[Begin EXTRACT TO READ]
Friday Jan. 19, 2018

Finish what you start.

Seems simple enough.

If I apply that to everything I start today. I can.

But.

… what about everything I didn’t get finished yesterday, the day before, the day before that?

What about all that?

Which begs the question whether we could start every day with a blank slate – have ‘nothing’ carrying over from yesterday. I’ve known that feeling – memories of how I got to that place, both wonderful and exhausting:

Ingredient #1 – going on long vacations or business trips; requires getting desk clear, piles of ‘things to do or finish’ actually get worked down to ‘last scrap of paper’. We deal with things, delegate things, discard things – when I’ve been in this situation I’ve discarded many things I was hanging onto as though I would actually do something or act on them. They were just dragging …

Ingredient #2 – go on the trip

Ingredient #3 – on that first day away, realizing my slate really was cleaned – today (if we were at work) would really offer that opportunity to start fresh, start things and finish them …

Poof!

We realize quickly that coming back from that trip will be no picnic, everything that ‘shows up’ during our absence leaves us back where we started. Hardly a clean slate …

So, what is my point?
[End EXTRACT TO READ]
[Begin GIVEN ENTRIES]
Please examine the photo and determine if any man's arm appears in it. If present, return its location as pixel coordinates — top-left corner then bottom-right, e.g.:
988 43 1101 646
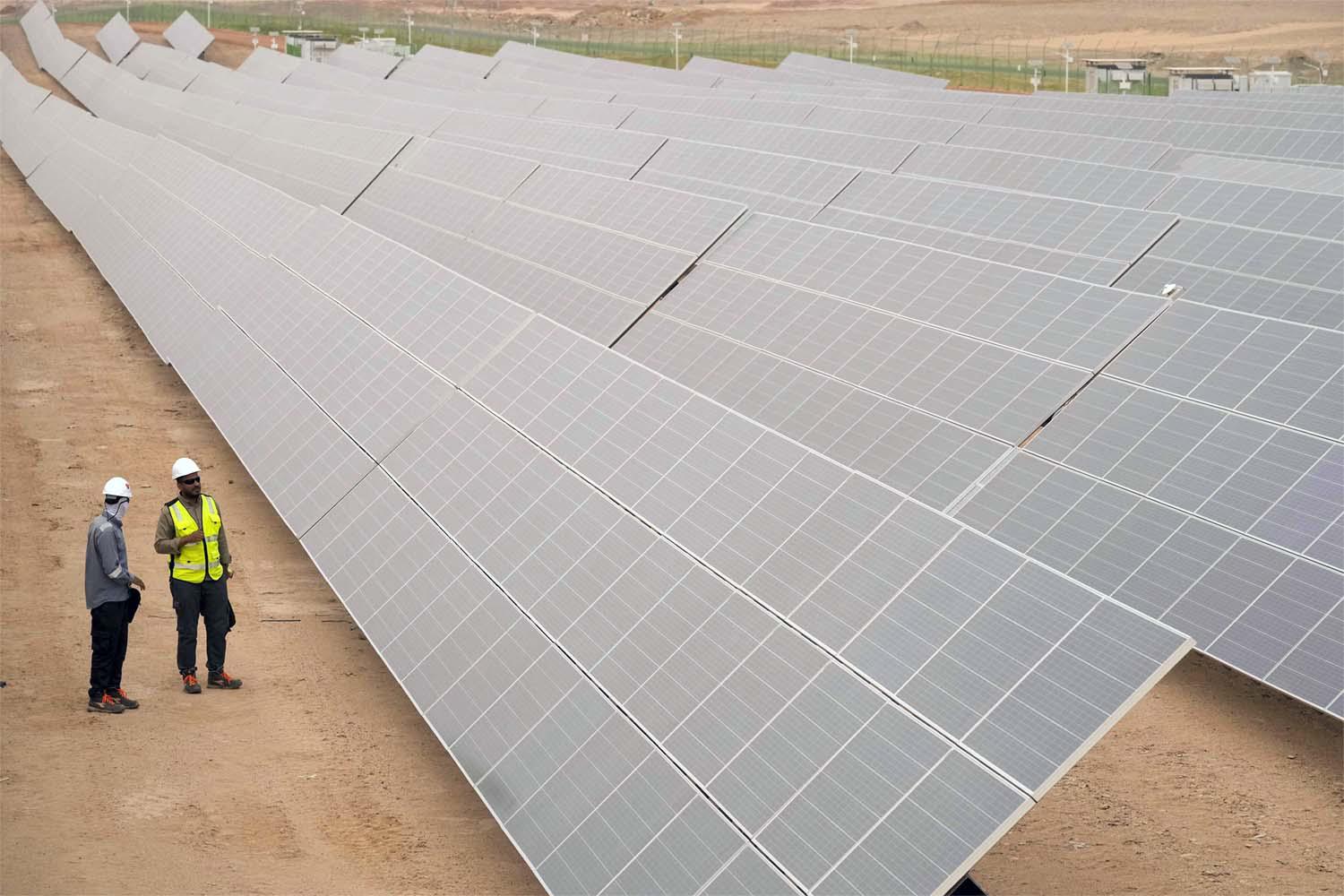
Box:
93 524 136 584
155 505 182 555
215 498 234 568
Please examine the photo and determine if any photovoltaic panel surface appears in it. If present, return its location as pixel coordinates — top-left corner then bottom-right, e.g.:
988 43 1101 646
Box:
324 43 402 78
948 124 1171 168
264 211 1199 892
1150 177 1344 241
900 145 1174 208
632 215 1155 444
435 111 663 177
621 108 918 172
814 172 1176 285
959 451 1344 718
7 80 1210 893
1153 149 1344 196
1107 301 1344 441
94 12 140 65
634 140 859 220
238 47 303 83
164 11 215 59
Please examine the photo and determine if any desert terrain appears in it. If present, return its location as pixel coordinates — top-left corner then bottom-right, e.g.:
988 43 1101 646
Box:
0 13 1344 896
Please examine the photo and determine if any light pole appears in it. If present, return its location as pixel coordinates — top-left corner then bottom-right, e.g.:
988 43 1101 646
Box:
1305 49 1331 83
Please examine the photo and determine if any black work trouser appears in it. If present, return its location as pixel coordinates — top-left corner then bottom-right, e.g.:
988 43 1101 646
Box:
168 575 231 675
89 589 140 702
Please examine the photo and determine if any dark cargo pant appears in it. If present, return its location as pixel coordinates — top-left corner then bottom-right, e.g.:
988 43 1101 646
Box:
168 576 233 675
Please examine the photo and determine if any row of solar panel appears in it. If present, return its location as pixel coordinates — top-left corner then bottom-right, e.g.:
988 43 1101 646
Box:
0 74 1199 892
41 27 1344 346
15 22 1338 719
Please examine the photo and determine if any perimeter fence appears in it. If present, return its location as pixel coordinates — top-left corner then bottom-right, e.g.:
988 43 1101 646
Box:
23 0 1344 94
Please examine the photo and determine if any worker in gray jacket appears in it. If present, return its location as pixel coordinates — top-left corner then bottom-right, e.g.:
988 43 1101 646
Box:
85 476 145 713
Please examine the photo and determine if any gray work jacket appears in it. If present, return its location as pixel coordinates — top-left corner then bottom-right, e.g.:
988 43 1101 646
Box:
85 513 131 610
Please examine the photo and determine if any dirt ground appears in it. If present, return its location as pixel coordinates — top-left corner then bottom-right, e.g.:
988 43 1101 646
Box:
0 17 1344 895
409 0 1344 65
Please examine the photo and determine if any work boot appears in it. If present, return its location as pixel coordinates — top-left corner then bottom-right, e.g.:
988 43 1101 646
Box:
[End GIVEN ENTRIES]
# PROBLEM SET:
- 1) In the reflection on finishing what you start, what is Ingredient #2?
- 2) Please rewrite everything in the listing from the line containing "Please examine the photo and determine if any worker" down to the end of the listing, with 84 added to every coordinate in the answers and the rest unchanged.

# SOLUTIONS TO THE PROBLEMS:
- 1) Go on the trip.

- 2)
Please examine the photo and determine if any worker in gray jacket appears in it. If present, return its location as pixel coordinates — top-left corner then bottom-right, e.g.:
988 43 1101 646
Box:
169 560 229 797
Please examine the photo and determine if any gray work jacket appears in it. If present, return its location as pixel coordinates — top-left corner then bottom-right, e.g.:
988 43 1101 646
Box:
169 597 215 694
Please examine the photo and determine if any dirt ground appears in it. If present, return its location as pixel coordinates — top-left corner then bottom-right, e.g.:
988 43 1101 646
Box:
84 101 1428 979
493 84 1428 149
Please examine the photo and determine if any work boot appears in it. If present, return its location as pixel coordinates — top-left corner then bottom-right, e.g.:
988 43 1101 646
Box:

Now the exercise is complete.